[Records to process]
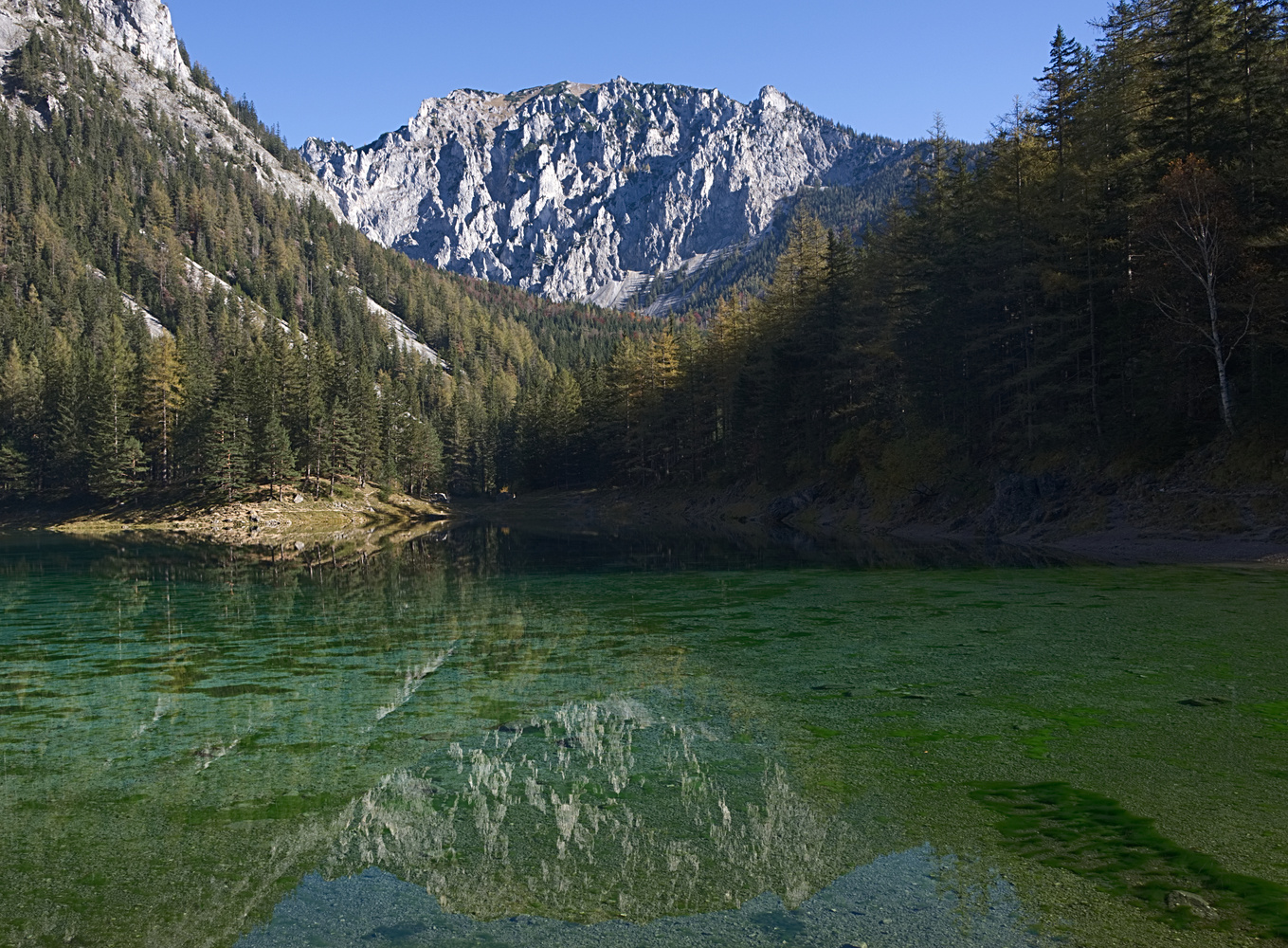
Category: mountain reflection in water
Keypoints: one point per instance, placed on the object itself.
(631, 739)
(898, 900)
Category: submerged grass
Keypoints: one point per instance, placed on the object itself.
(1094, 836)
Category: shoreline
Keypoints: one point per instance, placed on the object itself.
(347, 526)
(745, 520)
(363, 523)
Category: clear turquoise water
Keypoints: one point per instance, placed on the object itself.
(501, 739)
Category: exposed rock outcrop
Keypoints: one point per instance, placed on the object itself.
(135, 42)
(589, 191)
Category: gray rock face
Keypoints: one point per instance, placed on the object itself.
(143, 27)
(135, 42)
(588, 191)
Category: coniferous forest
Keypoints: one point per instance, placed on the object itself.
(1100, 287)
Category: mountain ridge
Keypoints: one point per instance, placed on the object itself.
(591, 191)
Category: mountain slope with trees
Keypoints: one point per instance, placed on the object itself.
(1098, 299)
(176, 322)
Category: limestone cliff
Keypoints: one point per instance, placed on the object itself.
(590, 191)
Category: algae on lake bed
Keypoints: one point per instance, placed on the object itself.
(189, 737)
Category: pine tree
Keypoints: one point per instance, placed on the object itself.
(341, 444)
(162, 398)
(116, 455)
(276, 458)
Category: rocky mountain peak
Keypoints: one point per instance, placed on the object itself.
(143, 27)
(589, 191)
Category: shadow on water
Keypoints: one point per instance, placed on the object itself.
(490, 736)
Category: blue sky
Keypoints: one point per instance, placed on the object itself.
(355, 70)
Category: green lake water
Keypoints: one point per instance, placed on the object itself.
(505, 739)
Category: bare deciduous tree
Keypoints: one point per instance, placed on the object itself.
(1195, 230)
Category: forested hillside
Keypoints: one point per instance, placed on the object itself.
(1100, 294)
(263, 365)
(1095, 293)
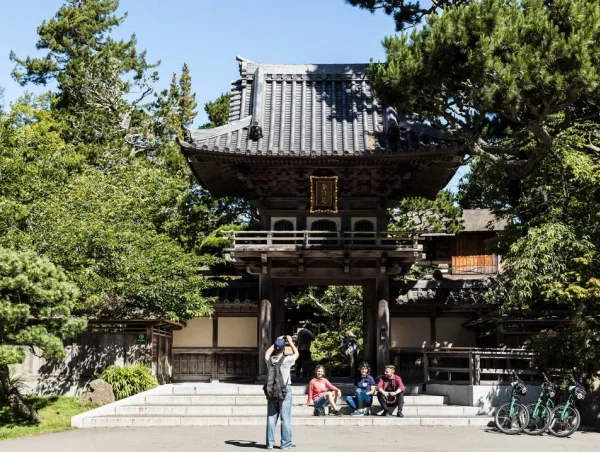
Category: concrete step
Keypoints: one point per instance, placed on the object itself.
(250, 410)
(249, 389)
(164, 421)
(220, 399)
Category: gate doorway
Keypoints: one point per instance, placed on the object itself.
(329, 312)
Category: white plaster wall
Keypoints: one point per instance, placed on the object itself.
(410, 331)
(238, 332)
(485, 397)
(197, 333)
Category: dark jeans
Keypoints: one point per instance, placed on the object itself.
(385, 405)
(304, 355)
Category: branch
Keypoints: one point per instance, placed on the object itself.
(320, 305)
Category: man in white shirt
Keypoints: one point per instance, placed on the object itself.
(273, 355)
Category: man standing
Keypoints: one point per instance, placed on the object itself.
(390, 391)
(275, 356)
(305, 338)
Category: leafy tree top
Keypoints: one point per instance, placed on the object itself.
[/Records to process]
Exercise brief:
Although the records contain pictures, transcribe only their text, exactly as written.

Result for this task:
Category: mountain reflection in water
Keypoints: one point per instance, placed on the object itself.
(631, 739)
(898, 900)
Category: submerged grass
Keypoints: one point per instance, placed on the object itself.
(1094, 836)
Category: shoreline
Keypoints: one point per instance, placed on the object itself.
(347, 526)
(745, 520)
(363, 523)
Category: clear turquoise water
Keypoints: one point per instance, placed on the object itself.
(501, 739)
Category: exposed rock outcrop
Keypoints: one point per instance, placed on the object itself.
(135, 42)
(589, 191)
Category: gray rock face
Keypoints: one point per instance, placed on the object itself.
(143, 27)
(135, 42)
(588, 191)
Category: coniferous forest
Keypoints: one point per instance, placed on the object itself.
(1100, 287)
Category: mountain ridge
Keypoints: one point per instance, placed on the object itself.
(591, 191)
Category: mountain slope with trees
Keypoints: one point per instance, placed on the object itself.
(1098, 299)
(176, 322)
Category: limestone cliff
Keypoints: one point per instance, placed on the object itself.
(590, 191)
Category: algae on lake bed
Keypoints: one point per instance, placed on the object itself.
(189, 737)
Category: pine tree
Keypoints: one point per instance, placed on the object itself.
(341, 444)
(162, 398)
(116, 455)
(276, 458)
Category: rocky mountain peak
Keypoints: one point per instance, placed on the object itself.
(143, 27)
(589, 191)
Category: shadow on water
Keypoints: one point per instance, placed on the object itself.
(490, 736)
Category: blue sky
Keypoints: one point per instance, placed on the object itself.
(355, 70)
Category: green lake water
Keypoints: one point per instance, placed on the object itself.
(505, 739)
Category: bare deciduous tree
Keypoints: one point per instance, placed on the object itself.
(1195, 230)
Category: forested hillside
Keypoints: one point per instance, placed on the object itself.
(1100, 294)
(263, 365)
(1095, 293)
Category: concrete step
Keypoints: one point per instance, placed on the object itself.
(250, 410)
(249, 389)
(164, 421)
(220, 399)
Category: gate doorway
Keypoints: one point per instance, placed on the object itself.
(329, 312)
Category: white plaster wall
Keypoints: one point per instance, placed on the object itself.
(410, 331)
(238, 332)
(485, 397)
(197, 333)
Category: dark jeans
Keypoints: one point per instance, placed on the object itself.
(385, 405)
(304, 355)
Category: branch
Keypoints: one point per instance, placed on the object itself.
(320, 305)
Category: man in white shirt
Keypoints: one point per instance, placed on the object itself.
(273, 355)
Category: man standing
Keypoints: one point per instance, placed on the object itself.
(390, 391)
(275, 356)
(305, 338)
Category: leafy tree top
Keypoints: one point per instance, placed on the object itself.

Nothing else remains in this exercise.